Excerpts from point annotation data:

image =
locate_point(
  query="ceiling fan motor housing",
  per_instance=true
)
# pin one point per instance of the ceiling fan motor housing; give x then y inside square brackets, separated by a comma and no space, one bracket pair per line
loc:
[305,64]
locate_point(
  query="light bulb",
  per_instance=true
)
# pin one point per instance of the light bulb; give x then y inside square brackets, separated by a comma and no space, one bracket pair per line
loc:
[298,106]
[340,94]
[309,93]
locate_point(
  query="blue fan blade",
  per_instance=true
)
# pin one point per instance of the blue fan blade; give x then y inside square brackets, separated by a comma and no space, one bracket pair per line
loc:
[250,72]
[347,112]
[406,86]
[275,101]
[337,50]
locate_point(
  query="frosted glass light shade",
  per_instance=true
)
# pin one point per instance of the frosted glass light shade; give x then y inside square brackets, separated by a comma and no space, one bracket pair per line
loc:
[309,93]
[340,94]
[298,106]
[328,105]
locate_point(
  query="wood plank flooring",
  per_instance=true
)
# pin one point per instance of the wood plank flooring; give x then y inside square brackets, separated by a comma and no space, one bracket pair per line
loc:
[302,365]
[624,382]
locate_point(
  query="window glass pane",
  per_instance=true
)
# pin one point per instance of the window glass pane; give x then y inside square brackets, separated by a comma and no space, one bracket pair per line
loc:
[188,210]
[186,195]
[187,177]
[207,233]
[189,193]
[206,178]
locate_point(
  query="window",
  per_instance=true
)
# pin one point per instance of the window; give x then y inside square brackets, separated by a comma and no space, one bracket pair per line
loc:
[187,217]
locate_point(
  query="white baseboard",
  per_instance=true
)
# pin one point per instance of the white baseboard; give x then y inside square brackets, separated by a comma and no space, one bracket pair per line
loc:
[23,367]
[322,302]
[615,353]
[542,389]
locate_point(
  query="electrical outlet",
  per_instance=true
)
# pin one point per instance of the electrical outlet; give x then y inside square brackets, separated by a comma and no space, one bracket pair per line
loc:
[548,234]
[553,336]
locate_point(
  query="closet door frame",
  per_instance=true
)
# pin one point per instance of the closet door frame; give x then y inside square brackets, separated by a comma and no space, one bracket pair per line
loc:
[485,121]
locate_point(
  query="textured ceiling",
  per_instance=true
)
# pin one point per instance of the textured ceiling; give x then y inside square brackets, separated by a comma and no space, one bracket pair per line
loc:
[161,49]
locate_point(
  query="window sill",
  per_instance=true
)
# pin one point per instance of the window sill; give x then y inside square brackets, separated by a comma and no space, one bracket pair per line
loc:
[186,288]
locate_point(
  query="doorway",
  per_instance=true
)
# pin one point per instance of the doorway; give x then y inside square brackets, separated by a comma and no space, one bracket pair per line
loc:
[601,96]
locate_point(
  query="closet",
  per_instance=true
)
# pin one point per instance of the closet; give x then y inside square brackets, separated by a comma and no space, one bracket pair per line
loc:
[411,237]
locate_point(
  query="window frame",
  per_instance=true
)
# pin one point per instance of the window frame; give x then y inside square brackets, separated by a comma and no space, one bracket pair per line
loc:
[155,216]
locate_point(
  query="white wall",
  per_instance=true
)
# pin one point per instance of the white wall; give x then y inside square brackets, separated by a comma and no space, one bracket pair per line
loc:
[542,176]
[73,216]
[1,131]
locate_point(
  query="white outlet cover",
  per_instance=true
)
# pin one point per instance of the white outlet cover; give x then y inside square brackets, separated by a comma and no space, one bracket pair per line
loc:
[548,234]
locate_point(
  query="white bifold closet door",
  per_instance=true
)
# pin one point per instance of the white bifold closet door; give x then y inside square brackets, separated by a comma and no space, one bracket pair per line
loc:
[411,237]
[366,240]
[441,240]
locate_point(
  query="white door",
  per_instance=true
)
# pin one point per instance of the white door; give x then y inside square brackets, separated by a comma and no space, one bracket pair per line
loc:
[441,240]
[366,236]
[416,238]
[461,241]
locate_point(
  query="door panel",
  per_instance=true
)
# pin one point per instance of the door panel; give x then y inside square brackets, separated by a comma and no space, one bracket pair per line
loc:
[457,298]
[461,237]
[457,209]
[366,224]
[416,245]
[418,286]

# Problem:
The records above should be restated word for word, please.

# Completed task:
image =
locate_point(
  query="ceiling fan motor housing",
  per_instance=true
)
# pin one point per instance of the ceiling fan motor housing; give x then y inside square brackets, separated by a comma and no space, one bracket pair per line
loc:
[305,64]
locate_point(
  query="light bulb",
  per_instance=true
)
# pin one point per instance of the light bulb; give x then y inside square brackets, separated by a comma and no space, one bracket pair per line
loc:
[298,106]
[340,94]
[309,93]
locate_point(
  query="blue fan blade",
  per_instance=true
)
# pin one point per instance of the blue fan blade; give x then y inside square brackets, separated by a comma and no space, one bracket pair per line
loc:
[250,72]
[347,112]
[406,86]
[275,101]
[337,50]
locate_point(
  query="frosted glass light shade",
  per_instance=true
)
# pin one point per instance of the frosted glass light shade; give x then y inside square brackets, separated by a comma and no space, one bracket pair per line
loc:
[309,93]
[340,94]
[298,106]
[328,105]
locate_point(
  query="wood plank flooring",
  per_instance=true
)
# pin one point per instance of the wood plank flooring; give x then y inside square brackets, separated by a comma and no space, one bracket pair per line
loc:
[302,365]
[624,382]
locate_point(
  query="window glass pane",
  per_instance=true
)
# pin one point per instance of the window glass pane; give x then y inside square brackets, separated by a comma and no space, one bracket pair per line
loc:
[188,210]
[186,195]
[187,177]
[207,233]
[189,193]
[206,178]
locate_point(
  query="window",
  per_instance=true
)
# pin one point per instance of the window; give x then y inside square brackets, separated by a comma and no space, one bracket pair per line
loc:
[187,217]
locate_point(
  query="white baseboard",
  per_instance=true
)
# pin one point per instance of the white baseboard; give x then y inside square brackets, separated by a comma and no space, one bracket pair per line
loc:
[23,367]
[322,302]
[615,353]
[542,389]
locate_point(
  query="electrical outlet",
  per_instance=true
)
# pin one point per instance of the electrical outlet; give x then y inside square brackets, separated by a comma and no space, one bracket pair per line
loc:
[548,234]
[553,336]
locate_point(
  query="closet door frame",
  per_instance=true
)
# pin one point per instance of the closet door frame; give x then y inside square brackets, separated by a comma and no space, one bracket pair per line
loc:
[485,121]
locate_point(
  query="textured ceiling",
  per_instance=true
)
# pin one point per instance of the textured ceiling; give x then y inside square brackets, separated by a comma and no space, one bracket pair per line
loc:
[161,49]
locate_point(
  query="window sill",
  per_instance=true
)
# pin one point per instance of the window sill; give x then y inside square brackets, separated by a comma and no space, one bracket pair per line
loc:
[186,288]
locate_point(
  query="doorway",
  per_instance=true
)
# pin one point per instance of the doorway; give x then y inside square brackets, separated by a comma and no space, one bracket pair per line
loc:
[601,96]
locate_point(
  query="closet",
  per_instance=true
)
# pin one point per instance of the closet; give x then y inside square brackets, separated by a comma and no space, one bracket pair per line
loc:
[411,237]
locate_point(
  query="window frame",
  per_instance=true
)
# pin one point per instance of the window frame; give x then y inside square brackets, separated by a comma and no space, one bracket pair per line
loc:
[155,216]
locate_point(
  query="white wall",
  per_instance=true
)
# pin one point per instance of the white wall; give x then y inside square brackets, separated by a comma and no space, one bracket pair per line
loc:
[542,176]
[73,216]
[1,131]
locate_point(
  query="white outlet cover",
  per_instance=true
)
# pin one point per instance of the white outlet cover; give x then y inside square brackets, separated by a comma and no space, one bracket pair per line
loc:
[548,234]
locate_point(
  query="white bifold closet door",
  per_instance=true
)
# pin one point per instance of the white bifold closet door; give x then y inside square brackets, separated by a comma and no space, one bracket pair per line
loc:
[411,237]
[366,240]
[441,240]
locate_point(
  query="white door",
  per_instance=true
)
# pin one point per instance of the white door; give x then y inside square brackets, separated by a comma and no space, one bracket pair per line
loc:
[441,240]
[366,236]
[416,238]
[461,241]
locate_point(
  query="door panel",
  per_instance=true
)
# pin one point per instance of the door panel; give x then y inside square brackets, separated by a comma and no space, one bracket pair per line
loc:
[457,298]
[461,237]
[457,209]
[366,224]
[416,245]
[418,286]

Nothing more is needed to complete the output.